Exercise description.
Output every one of the following entries verbatim, line for line, with no changes.

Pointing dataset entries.
^^^^

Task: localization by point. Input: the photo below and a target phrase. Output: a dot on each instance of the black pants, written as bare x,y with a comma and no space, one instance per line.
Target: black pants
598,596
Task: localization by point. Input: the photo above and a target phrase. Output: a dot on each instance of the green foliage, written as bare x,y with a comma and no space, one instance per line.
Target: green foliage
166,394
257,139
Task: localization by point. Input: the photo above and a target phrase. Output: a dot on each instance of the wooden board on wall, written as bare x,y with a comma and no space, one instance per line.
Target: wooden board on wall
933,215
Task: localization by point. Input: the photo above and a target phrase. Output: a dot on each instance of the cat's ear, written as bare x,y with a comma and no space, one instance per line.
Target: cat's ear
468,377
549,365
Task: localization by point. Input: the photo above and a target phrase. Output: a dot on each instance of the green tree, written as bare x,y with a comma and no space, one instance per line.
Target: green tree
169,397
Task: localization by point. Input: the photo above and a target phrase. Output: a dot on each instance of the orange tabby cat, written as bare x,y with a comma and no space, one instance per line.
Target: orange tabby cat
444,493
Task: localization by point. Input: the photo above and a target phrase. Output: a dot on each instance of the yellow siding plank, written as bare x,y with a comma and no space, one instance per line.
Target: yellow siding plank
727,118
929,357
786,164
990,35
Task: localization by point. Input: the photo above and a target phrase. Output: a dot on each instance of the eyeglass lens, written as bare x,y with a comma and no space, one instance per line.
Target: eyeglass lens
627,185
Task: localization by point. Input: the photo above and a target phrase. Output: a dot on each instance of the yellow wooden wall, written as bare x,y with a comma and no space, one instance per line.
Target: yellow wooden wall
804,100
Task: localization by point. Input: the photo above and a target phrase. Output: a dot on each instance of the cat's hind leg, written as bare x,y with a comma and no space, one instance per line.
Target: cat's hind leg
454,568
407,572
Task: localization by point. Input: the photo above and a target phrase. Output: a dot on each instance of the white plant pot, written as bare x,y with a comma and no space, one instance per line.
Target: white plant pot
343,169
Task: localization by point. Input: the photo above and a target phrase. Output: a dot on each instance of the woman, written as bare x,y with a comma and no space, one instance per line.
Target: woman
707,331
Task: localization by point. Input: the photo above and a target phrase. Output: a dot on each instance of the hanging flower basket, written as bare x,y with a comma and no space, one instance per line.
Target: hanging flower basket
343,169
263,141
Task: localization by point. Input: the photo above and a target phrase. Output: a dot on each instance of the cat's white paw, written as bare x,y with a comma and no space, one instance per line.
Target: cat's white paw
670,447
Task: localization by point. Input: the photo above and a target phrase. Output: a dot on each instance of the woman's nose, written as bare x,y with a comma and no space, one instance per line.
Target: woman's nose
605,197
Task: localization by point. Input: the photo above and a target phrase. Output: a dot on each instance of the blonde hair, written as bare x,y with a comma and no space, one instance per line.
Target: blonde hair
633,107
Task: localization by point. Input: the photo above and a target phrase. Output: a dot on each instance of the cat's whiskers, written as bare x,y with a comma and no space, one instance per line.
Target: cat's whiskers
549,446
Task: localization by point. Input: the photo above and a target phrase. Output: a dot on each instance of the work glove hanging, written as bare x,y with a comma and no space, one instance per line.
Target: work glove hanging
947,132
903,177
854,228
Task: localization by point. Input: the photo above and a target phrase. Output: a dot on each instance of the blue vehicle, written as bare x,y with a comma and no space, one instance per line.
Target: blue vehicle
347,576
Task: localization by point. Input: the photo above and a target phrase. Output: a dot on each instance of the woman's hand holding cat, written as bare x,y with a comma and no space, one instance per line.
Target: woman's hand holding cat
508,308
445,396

^^^^

Answer to the exercise.
Task: localization by point. Input: the photo below and a target phrase. Output: a dot on each instance of the black pants, written as bare x,y with a comma and no space, one instance per line.
Target: black pants
598,596
Task: localization by point. Input: the photo above and a target phrase. Output: a dot on each instance of the green foliage, written as bare x,y with a comma and no space, one instance per line.
Target: green foliage
166,394
257,139
Task: localization by point. Input: the photo above and a target phrase. Output: a dot on each instance of the wooden board on wall, written as bare x,y with a comma and no space, one instance per line.
Target: wooden board on wall
933,215
Task: localization by point. Input: the photo above and a target phrase. Output: a dot on each instance of the cat's ear, written as bare x,y with a comma and no space, one instance per line.
Target: cat's ear
468,377
549,365
Task: localization by point. Input: the photo above and a target phrase. Output: a dot on each instance of the green tree, written as bare x,y with a comma and no space, one instance per line.
Target: green tree
169,397
Task: localization by point. Input: the photo above and a target phrase. Output: a dot on each instance of the orange tabby cat, written as bare x,y with a comma and no space, one instance per line.
Target: orange tabby cat
444,493
Task: localization by point. Input: the photo above and a target phrase. Output: a dot on each instance of the yellow siding plank, written as bare x,y with a comma and no space, one instance per line.
Target: yellow siding plank
727,118
929,357
786,164
990,35
Task: localization by point. Input: the photo above and a target phrase. Output: a dot on each instance of the eyeglass lens, written as bare x,y with a comma and no space, one instance per line.
Target: eyeglass lens
627,185
Task: localization by point. Input: the photo above and a target phrase. Output: a dot on each instance of the yellow wooden wall, written as bare x,y with a comma and no space, one instance per line.
Target: yellow wooden wall
804,100
Task: localization by point. Input: the photo above and a target phrase. Output: a dot on each instance of the cat's hind leg, written as bare x,y with a comma and no space, one instance per line.
Target: cat's hind leg
454,568
407,572
Task: localization by point. Input: the photo above and a target phrase. Output: a dot on each instance of the white plant pot, written as bare x,y with a comma and no space, one instance per line.
Target: white plant pot
343,169
Task: localization by point. Input: the photo above and a target phrase. Output: a dot on each instance of the woman, written as bare x,y with a comma and no space, one instance per line.
Target: woman
707,331
Task: localization by point. Input: the photo above and a target phrase. Output: a dot on each instance of the hanging flower basket, written as bare x,y with a comma and no space, one instance per line.
Target: hanging flower basket
343,169
263,141
Task: localization by point. Input: the photo above and a target phrase. Output: a dot on each instance of the cat's white paw, written as bare x,y with a comma and no space, one instance per line.
Target: cat's white paw
670,447
Task: localization by point. Input: the photo above and a target phrase. Output: a dot on each instance of the woman's nose, written as bare x,y with a comma and no space, one instance per line.
Target: woman's nose
605,197
Task: localization by point. Input: the photo above and a target phrase. Output: a dot on each instance of the blonde hair, written as bare x,y with a comma and no space, one instance per line.
Target: blonde hair
633,107
Task: localization by point. Input: the photo above and a target phrase. Output: a dot on each instance of the cat's whiskers, written as bare x,y with a comma and no space, one instance per line.
Target: cat's whiskers
549,446
Task: localization by point. Input: the photo above and a target phrase. Output: a dot on each instance of the work glove hanging, written as bare x,y with a comma and no space, one instance per line.
Target: work glove hanging
947,132
903,177
854,228
Task: localization by point. Input: the photo above and a target phrase. Output: a dot on each instance of the blue vehicle, written as bare x,y with a comma and no space, one instance per line.
Target: blue vehicle
347,576
Task: localization by point. Input: the photo above and a target phrase. Output: a dot on each instance of the woman's hand holding cat, written as bare x,y with a comma and no space, one instance per line.
Target: woman's hand holding cat
508,308
445,396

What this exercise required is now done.